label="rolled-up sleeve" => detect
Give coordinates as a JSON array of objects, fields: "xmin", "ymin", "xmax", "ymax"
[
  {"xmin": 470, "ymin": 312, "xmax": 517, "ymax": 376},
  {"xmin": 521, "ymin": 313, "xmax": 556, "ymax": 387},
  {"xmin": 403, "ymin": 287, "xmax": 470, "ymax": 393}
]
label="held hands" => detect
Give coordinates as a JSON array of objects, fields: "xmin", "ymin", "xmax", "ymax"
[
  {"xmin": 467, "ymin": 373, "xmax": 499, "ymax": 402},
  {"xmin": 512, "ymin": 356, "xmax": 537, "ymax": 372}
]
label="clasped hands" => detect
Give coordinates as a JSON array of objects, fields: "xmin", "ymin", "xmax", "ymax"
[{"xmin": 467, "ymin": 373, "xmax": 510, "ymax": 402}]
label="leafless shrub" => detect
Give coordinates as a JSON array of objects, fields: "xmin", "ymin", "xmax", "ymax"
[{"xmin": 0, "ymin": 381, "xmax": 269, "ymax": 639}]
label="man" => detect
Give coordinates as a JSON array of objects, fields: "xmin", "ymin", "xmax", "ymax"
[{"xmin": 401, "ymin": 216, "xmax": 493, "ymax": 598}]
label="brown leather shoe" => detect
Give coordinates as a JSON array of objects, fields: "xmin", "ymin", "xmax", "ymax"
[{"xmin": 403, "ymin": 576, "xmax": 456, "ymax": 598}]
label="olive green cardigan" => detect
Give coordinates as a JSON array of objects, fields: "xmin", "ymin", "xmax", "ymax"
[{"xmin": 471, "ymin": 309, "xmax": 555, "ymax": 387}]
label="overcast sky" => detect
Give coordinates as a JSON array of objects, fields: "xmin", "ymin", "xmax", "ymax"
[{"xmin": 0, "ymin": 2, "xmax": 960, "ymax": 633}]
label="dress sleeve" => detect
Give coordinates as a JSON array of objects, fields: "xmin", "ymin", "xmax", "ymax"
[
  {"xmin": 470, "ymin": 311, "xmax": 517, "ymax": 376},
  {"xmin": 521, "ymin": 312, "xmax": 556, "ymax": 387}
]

──────────

EXERCISE INSTRUCTIONS
Would you restate each of the entries word for word?

ANSWER FOR THE TASK
label="rolled-up sleeve" => detect
Give coordinates as a JSON array of objects, fields: "xmin", "ymin", "xmax", "ymax"
[
  {"xmin": 470, "ymin": 312, "xmax": 517, "ymax": 376},
  {"xmin": 521, "ymin": 313, "xmax": 556, "ymax": 387},
  {"xmin": 403, "ymin": 287, "xmax": 470, "ymax": 393}
]
label="held hands" => detect
Give coordinates as a JSON array of objects, fields: "xmin", "ymin", "xmax", "ymax"
[
  {"xmin": 467, "ymin": 373, "xmax": 499, "ymax": 402},
  {"xmin": 512, "ymin": 356, "xmax": 537, "ymax": 372}
]
label="clasped hands" => detect
Give coordinates as a JSON array of objects, fields: "xmin", "ymin", "xmax", "ymax"
[{"xmin": 467, "ymin": 373, "xmax": 510, "ymax": 402}]
label="leafless shrub" => detect
Give coordinates as a JSON array of objects, fields: "xmin", "ymin", "xmax", "ymax"
[{"xmin": 0, "ymin": 381, "xmax": 269, "ymax": 639}]
label="man" => detect
Give coordinates as a JSON array of objects, fields: "xmin", "ymin", "xmax", "ymax"
[{"xmin": 401, "ymin": 216, "xmax": 493, "ymax": 598}]
label="brown leather shoe" => detect
Give coordinates as a JSON array of objects, fields: "xmin", "ymin", "xmax", "ymax"
[{"xmin": 403, "ymin": 576, "xmax": 456, "ymax": 598}]
label="olive green cardigan" => detect
Give coordinates as a JSON array of objects, fields: "xmin", "ymin", "xmax", "ymax"
[{"xmin": 471, "ymin": 309, "xmax": 555, "ymax": 387}]
label="overcast sky" => detect
Give coordinates as a JSON array of objects, fields: "xmin", "ymin", "xmax", "ymax"
[{"xmin": 0, "ymin": 2, "xmax": 960, "ymax": 633}]
label="dress sleeve" => detect
Give coordinates as a JSON array of objects, fields: "xmin", "ymin", "xmax", "ymax"
[
  {"xmin": 470, "ymin": 311, "xmax": 517, "ymax": 376},
  {"xmin": 521, "ymin": 312, "xmax": 556, "ymax": 387}
]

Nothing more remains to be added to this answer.